Extract.
** START **
I don't know what you mean by "true AI".  Certainly people
play by recognizing patterns, and strong players have learned
most of their patterns from books or suggestions from other players,
not by figuring them out from first principles. :)

David

By "true AI", I mean more than just pattern matching, and look-ahead (which
is what most games boil down to). The best GO game (IMHO) would be one that
had a basic pattern database (very small), which it could add to itself, and
also realize when a pattern suggested the wrong move and modify it
accordingly.

People learn by knowing the basic rules of the game, and when they first sit
down to play, they have some basic ideas as to what might win the game
(capture stones for example) and they know from the rules how to do it
(surround the group to continue the example) and they do have some basic
patterns they probably saw in the rule book.

Everything else is learning, though. And in my mind, a "true AI" Go program
would be able to edit its own pattern database.

Difficulties with this:

1. Most obviously - how is a pattern chosen? Typically, this is something
that happens when someone gets burned in a game.
** END **
Aim 1.
According to the discussion of Go programs, what would a "true AI" Go program be able to edit?

Data for this exercise.
** START **
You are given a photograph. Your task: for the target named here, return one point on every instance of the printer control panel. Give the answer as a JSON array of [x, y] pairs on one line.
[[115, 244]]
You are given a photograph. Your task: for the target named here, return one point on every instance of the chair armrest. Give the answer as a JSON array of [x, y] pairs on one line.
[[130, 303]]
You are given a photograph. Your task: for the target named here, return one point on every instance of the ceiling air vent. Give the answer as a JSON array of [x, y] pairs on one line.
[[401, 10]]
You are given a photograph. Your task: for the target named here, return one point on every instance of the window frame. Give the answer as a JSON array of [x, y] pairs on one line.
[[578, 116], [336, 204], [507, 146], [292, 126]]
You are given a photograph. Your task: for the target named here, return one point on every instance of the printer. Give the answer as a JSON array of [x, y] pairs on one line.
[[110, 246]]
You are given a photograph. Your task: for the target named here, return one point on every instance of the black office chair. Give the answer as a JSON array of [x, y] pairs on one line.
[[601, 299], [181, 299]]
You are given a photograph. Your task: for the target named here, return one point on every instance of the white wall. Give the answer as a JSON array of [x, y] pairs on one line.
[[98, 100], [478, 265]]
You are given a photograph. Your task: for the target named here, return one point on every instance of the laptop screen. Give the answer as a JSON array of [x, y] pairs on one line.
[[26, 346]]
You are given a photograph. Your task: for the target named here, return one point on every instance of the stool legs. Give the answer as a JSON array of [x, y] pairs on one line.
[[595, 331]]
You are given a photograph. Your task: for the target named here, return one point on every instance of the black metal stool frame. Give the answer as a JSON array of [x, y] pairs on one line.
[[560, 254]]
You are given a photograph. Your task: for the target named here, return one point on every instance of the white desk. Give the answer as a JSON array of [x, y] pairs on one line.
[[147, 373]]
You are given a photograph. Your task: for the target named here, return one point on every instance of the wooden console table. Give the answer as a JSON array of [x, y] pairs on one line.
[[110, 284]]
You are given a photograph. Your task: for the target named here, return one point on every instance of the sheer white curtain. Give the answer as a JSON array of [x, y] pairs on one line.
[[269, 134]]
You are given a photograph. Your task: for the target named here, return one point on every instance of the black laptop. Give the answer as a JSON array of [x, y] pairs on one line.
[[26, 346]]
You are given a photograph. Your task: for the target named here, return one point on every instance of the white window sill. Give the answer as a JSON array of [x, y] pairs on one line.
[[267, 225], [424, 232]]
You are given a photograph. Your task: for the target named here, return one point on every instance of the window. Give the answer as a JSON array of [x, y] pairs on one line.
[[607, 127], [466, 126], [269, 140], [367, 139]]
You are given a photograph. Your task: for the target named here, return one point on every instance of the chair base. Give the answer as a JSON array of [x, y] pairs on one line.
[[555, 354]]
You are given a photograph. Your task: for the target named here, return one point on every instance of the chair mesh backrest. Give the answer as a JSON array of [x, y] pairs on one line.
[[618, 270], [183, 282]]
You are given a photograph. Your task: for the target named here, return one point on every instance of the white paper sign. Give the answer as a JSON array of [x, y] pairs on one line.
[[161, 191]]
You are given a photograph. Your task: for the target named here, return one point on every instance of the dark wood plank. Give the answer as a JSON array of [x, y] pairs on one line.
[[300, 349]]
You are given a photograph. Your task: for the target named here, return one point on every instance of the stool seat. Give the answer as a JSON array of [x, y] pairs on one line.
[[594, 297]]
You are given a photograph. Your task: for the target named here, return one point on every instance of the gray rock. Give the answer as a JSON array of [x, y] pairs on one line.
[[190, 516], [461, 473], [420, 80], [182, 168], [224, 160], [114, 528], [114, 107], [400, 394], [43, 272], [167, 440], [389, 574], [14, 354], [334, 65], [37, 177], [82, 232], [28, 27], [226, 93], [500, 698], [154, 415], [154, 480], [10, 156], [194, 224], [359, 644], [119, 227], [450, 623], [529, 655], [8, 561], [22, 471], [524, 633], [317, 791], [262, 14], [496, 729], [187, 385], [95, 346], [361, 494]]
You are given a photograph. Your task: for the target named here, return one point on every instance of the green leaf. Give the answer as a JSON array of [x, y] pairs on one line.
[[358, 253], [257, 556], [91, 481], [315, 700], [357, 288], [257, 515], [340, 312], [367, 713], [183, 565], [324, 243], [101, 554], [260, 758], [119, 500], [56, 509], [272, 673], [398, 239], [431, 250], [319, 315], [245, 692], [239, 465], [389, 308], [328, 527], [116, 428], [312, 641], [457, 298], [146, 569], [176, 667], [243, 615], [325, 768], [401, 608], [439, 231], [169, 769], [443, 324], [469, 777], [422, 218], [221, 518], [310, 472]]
** END **
** START **
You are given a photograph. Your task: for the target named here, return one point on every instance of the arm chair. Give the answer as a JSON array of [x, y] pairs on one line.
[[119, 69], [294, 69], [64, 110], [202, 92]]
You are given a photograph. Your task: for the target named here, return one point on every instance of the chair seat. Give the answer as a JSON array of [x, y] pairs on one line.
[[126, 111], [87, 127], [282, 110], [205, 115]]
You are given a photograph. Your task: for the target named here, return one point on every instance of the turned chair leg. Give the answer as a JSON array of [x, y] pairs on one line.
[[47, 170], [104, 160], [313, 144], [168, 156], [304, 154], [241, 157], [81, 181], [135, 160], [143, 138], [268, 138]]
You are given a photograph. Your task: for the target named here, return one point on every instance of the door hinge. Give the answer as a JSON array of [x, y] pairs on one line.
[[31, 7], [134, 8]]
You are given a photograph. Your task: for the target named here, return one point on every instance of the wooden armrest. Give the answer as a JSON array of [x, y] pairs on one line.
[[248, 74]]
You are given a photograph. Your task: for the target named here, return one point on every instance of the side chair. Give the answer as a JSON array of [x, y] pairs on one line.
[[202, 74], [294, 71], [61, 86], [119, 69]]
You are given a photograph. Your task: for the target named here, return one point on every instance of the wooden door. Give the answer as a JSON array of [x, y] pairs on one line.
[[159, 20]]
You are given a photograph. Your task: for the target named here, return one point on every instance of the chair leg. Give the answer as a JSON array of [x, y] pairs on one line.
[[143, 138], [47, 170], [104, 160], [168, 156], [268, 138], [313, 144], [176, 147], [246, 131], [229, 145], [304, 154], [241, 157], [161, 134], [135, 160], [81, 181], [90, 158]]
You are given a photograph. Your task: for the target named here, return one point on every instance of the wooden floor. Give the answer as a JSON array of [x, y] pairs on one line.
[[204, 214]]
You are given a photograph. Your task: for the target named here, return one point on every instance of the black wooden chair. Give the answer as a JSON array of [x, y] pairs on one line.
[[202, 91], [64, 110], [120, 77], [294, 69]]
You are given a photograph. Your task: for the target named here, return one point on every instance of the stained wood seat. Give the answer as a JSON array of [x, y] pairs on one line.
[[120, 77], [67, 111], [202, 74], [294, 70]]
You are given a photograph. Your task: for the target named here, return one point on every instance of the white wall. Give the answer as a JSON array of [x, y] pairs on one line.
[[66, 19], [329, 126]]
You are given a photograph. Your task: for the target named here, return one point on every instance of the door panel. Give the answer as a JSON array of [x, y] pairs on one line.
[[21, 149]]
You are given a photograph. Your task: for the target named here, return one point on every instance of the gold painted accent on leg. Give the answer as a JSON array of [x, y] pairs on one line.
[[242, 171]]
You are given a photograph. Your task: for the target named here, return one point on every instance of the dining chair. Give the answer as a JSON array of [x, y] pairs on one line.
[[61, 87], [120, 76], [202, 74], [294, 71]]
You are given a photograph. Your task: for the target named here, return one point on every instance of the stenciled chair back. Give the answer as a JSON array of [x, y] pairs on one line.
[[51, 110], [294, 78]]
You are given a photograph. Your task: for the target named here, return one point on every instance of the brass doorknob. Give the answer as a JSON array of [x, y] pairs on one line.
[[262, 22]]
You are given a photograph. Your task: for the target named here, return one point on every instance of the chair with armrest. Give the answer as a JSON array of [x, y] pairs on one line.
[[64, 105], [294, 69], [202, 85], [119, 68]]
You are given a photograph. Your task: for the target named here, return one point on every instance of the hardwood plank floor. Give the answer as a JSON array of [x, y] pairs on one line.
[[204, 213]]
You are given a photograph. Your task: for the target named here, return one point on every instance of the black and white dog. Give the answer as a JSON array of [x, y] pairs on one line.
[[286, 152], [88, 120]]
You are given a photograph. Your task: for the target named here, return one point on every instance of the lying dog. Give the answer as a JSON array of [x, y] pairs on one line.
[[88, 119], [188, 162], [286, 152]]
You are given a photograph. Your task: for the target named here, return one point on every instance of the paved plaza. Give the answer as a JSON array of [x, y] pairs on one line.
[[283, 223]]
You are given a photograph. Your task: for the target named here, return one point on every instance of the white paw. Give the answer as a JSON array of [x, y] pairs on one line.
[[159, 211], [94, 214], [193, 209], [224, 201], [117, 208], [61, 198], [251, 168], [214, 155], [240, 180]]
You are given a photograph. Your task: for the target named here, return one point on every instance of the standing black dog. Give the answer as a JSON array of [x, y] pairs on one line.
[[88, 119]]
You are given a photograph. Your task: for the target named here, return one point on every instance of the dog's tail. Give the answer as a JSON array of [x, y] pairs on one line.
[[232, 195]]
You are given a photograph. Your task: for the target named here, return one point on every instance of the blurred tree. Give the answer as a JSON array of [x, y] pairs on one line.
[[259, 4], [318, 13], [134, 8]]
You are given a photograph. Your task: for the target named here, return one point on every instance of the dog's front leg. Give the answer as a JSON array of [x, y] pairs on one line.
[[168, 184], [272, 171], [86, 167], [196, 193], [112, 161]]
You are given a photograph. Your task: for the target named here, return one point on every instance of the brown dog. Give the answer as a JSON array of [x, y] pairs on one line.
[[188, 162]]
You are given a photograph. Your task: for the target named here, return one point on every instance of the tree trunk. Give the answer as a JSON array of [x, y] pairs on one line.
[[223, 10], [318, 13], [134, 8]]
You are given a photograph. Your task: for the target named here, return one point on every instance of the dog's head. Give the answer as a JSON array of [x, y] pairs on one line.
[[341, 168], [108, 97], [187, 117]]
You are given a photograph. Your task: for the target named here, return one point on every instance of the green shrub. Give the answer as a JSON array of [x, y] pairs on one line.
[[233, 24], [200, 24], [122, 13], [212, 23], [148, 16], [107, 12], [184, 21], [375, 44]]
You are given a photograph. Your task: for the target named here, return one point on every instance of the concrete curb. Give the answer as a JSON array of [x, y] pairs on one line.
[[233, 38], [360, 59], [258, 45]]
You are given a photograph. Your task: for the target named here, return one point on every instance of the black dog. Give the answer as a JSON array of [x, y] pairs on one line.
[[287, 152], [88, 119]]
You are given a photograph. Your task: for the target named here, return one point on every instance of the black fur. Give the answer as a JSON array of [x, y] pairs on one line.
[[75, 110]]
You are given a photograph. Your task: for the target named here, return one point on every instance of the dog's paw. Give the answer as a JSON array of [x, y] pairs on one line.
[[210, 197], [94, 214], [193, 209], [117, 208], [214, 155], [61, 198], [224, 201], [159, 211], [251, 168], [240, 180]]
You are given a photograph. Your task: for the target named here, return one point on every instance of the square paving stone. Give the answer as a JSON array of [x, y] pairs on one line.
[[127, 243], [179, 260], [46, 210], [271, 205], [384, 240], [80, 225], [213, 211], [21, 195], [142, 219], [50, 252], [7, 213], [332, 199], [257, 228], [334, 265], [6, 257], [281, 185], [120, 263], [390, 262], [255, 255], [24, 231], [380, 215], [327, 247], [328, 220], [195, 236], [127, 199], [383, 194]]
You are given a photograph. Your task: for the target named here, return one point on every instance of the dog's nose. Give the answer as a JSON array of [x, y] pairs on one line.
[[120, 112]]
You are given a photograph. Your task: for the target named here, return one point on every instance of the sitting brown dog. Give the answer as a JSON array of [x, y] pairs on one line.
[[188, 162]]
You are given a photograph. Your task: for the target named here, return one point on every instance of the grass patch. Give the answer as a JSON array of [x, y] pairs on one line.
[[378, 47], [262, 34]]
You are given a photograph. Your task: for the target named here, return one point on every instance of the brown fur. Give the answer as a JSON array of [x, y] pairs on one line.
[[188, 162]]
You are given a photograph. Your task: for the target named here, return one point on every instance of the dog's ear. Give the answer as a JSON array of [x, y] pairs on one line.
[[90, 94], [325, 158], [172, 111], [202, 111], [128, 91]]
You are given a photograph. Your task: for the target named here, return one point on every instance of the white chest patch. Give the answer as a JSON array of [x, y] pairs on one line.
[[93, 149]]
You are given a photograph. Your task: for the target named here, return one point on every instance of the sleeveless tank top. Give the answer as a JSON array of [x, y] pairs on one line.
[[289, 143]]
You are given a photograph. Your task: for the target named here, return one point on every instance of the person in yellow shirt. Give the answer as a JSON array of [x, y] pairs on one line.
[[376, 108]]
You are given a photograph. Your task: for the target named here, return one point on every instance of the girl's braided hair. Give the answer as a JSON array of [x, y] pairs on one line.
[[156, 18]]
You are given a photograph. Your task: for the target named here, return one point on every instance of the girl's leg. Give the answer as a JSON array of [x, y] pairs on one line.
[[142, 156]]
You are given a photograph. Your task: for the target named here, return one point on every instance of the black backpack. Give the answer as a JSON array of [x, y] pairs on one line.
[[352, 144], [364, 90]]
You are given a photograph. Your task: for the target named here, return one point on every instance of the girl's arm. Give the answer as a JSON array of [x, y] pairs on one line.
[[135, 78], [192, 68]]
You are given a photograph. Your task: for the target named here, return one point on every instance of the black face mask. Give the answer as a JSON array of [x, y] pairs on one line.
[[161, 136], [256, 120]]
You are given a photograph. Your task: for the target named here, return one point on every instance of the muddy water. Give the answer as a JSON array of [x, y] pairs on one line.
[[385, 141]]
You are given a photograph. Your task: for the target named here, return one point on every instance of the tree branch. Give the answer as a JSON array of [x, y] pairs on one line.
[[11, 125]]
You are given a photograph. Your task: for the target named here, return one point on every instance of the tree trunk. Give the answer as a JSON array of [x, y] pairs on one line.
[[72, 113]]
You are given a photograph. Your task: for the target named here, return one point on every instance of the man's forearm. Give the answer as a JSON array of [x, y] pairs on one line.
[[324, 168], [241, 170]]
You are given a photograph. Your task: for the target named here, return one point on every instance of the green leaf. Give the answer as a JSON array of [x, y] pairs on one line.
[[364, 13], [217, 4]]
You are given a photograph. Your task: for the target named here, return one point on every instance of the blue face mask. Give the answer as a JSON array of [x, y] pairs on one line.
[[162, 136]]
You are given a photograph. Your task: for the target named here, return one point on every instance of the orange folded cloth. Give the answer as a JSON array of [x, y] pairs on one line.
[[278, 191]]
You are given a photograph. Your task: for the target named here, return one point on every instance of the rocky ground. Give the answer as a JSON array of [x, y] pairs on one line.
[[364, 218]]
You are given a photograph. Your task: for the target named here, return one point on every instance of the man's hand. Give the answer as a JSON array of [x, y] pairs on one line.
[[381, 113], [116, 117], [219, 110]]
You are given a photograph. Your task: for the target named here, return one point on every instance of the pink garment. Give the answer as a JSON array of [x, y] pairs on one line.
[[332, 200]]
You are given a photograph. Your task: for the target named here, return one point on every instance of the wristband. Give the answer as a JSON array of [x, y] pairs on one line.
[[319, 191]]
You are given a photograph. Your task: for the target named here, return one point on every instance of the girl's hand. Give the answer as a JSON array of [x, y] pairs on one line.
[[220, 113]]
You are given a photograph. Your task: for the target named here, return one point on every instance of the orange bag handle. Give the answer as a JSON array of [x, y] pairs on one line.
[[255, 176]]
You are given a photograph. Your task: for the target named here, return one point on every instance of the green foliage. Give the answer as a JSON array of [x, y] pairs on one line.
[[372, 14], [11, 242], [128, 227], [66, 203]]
** END **
** START **
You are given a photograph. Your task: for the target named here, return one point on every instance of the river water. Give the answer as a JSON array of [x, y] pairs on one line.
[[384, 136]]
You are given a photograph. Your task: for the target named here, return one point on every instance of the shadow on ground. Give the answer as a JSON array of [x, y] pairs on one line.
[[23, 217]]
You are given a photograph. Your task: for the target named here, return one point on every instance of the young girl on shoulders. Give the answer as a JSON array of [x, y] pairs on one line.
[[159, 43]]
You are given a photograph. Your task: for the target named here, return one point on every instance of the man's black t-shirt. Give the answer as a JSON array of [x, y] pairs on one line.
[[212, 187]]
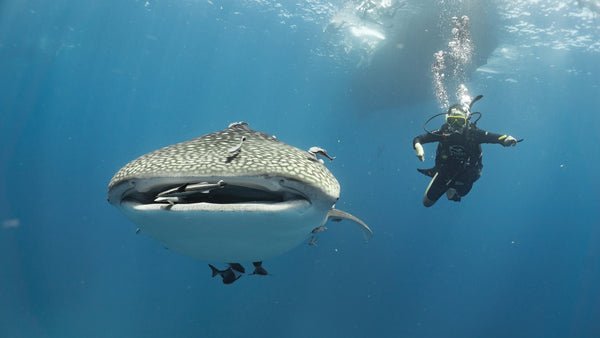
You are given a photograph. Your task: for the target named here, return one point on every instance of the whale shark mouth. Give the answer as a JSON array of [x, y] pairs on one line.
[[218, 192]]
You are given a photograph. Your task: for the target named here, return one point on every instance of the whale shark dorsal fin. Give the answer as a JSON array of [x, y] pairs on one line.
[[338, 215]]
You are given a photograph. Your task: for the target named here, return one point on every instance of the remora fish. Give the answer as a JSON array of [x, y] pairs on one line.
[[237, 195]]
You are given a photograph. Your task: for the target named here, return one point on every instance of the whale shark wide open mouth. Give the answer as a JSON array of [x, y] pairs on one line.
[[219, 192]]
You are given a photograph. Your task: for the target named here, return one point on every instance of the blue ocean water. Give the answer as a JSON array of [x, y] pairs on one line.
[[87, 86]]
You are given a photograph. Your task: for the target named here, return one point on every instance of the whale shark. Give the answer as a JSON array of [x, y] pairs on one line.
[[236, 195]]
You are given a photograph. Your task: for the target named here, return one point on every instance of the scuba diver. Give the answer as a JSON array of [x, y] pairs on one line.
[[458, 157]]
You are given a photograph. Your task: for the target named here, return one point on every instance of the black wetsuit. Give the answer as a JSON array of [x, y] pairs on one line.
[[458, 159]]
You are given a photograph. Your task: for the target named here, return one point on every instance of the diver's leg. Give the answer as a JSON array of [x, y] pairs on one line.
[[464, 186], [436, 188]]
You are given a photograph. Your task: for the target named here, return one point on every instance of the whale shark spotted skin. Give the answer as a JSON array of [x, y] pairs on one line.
** END **
Aim 2.
Turn the part of the listing that opens with the line containing "the dog's nose." and closes with the line containing "[[142, 156]]" into a Markdown table with the columns Row and Line. Number each row and leave out blank lines.

Solution 1.
Its own pattern database.

Solution 2.
| Row | Line |
|---|---|
| 1 | You are given a photograph. Your task: for the target named here, return one point on every instance of the dog's nose. Give the answer as a JSON array of [x, y] pairs on one line. |
| 2 | [[120, 112]] |
| 3 | You are given a photograph. Your task: for the target named here, return one point on every instance of the sitting brown dog. Give the answer as a JSON array of [x, y] pairs on one line. |
| 4 | [[188, 162]] |
| 5 | You are given a photograph. Your task: for the target named here, return one point on every instance of the grass patch. Give the answer as a JSON array of [x, y] pairs on one line. |
| 6 | [[378, 47], [262, 34]] |
| 7 | You are given a photograph. Your task: for the target named here, return one point on every instance of the brown fur. Give the answer as a JSON array of [x, y] pairs on one line. |
| 8 | [[188, 162]] |
| 9 | You are given a photograph. Your task: for the target named here, return one point on every instance of the dog's ear. Give the answer as a JSON array of [x, y] pairs on one line. |
| 10 | [[90, 94], [325, 158], [172, 111], [202, 111], [128, 91]] |
| 11 | You are given a photograph. Your task: for the target named here, return one point on every instance of the white chest patch. Give the answer as a JSON array of [x, y] pairs on one line. |
| 12 | [[93, 149]] |
| 13 | You are given a photograph. Your task: for the target named here, return one point on every instance of the sleeveless tank top. Give the answer as a JSON array of [x, y] pairs on one line. |
| 14 | [[289, 143]] |
| 15 | You are given a photograph. Your task: for the target named here, return one point on every instance of the person in yellow shirt. Give the answer as a JSON array of [x, y] pairs on one line. |
| 16 | [[376, 108]] |
| 17 | You are given a photograph. Your task: for the target named here, return one point on every instance of the girl's braided hair. Give the answer as a JSON array of [x, y] pairs on one line. |
| 18 | [[156, 18]] |
| 19 | You are given a photograph. Your task: for the target named here, return one point on every instance of the girl's leg. Give the answer as a JSON array of [x, y] pairs on one line. |
| 20 | [[142, 156]] |